Work task: Each entry needs to be copied exactly, with nothing left out.

Data provided:
▬▬▬▬▬▬▬▬▬▬

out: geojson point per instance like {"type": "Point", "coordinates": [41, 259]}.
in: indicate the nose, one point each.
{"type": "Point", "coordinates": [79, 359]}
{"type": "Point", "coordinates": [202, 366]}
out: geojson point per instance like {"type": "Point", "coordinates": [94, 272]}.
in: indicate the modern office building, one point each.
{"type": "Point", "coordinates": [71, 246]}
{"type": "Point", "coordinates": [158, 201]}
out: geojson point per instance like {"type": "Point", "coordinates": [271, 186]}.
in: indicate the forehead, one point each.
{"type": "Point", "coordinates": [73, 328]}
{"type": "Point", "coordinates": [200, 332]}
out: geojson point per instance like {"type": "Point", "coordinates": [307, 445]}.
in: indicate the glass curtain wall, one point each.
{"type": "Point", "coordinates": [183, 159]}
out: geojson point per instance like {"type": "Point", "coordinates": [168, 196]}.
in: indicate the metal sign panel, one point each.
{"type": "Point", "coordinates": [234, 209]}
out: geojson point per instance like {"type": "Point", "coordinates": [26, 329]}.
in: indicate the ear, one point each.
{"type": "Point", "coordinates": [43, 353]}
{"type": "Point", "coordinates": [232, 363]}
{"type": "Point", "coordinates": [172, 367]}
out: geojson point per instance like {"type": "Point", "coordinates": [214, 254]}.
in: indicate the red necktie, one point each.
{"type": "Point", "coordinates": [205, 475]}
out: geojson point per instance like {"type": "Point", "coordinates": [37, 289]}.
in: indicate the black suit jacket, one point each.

▬▬▬▬▬▬▬▬▬▬

Response box:
out: geojson point per instance like {"type": "Point", "coordinates": [41, 259]}.
in: indicate the nose, one point each.
{"type": "Point", "coordinates": [79, 359]}
{"type": "Point", "coordinates": [202, 366]}
out: geojson point per instance like {"type": "Point", "coordinates": [94, 272]}.
in: indicate the modern office building, one point each.
{"type": "Point", "coordinates": [71, 246]}
{"type": "Point", "coordinates": [158, 201]}
out: geojson point per instance like {"type": "Point", "coordinates": [271, 186]}.
in: indicate the forehead, one point each.
{"type": "Point", "coordinates": [73, 328]}
{"type": "Point", "coordinates": [200, 332]}
out: geojson point per instance like {"type": "Point", "coordinates": [307, 445]}.
in: indicate the glass curtain wall, one point each.
{"type": "Point", "coordinates": [183, 159]}
out: geojson point per instance like {"type": "Point", "coordinates": [168, 196]}.
in: indicate the metal sign panel, one point each.
{"type": "Point", "coordinates": [234, 209]}
out: geojson point per instance like {"type": "Point", "coordinates": [26, 329]}.
in: indicate the ear, one point each.
{"type": "Point", "coordinates": [43, 353]}
{"type": "Point", "coordinates": [232, 363]}
{"type": "Point", "coordinates": [172, 367]}
out: geojson point per instance like {"type": "Point", "coordinates": [214, 254]}.
in: indicate the red necktie, one point each.
{"type": "Point", "coordinates": [205, 475]}
out: geojson point per instance like {"type": "Point", "coordinates": [37, 289]}.
in: indicate the black suit jacket, one point each.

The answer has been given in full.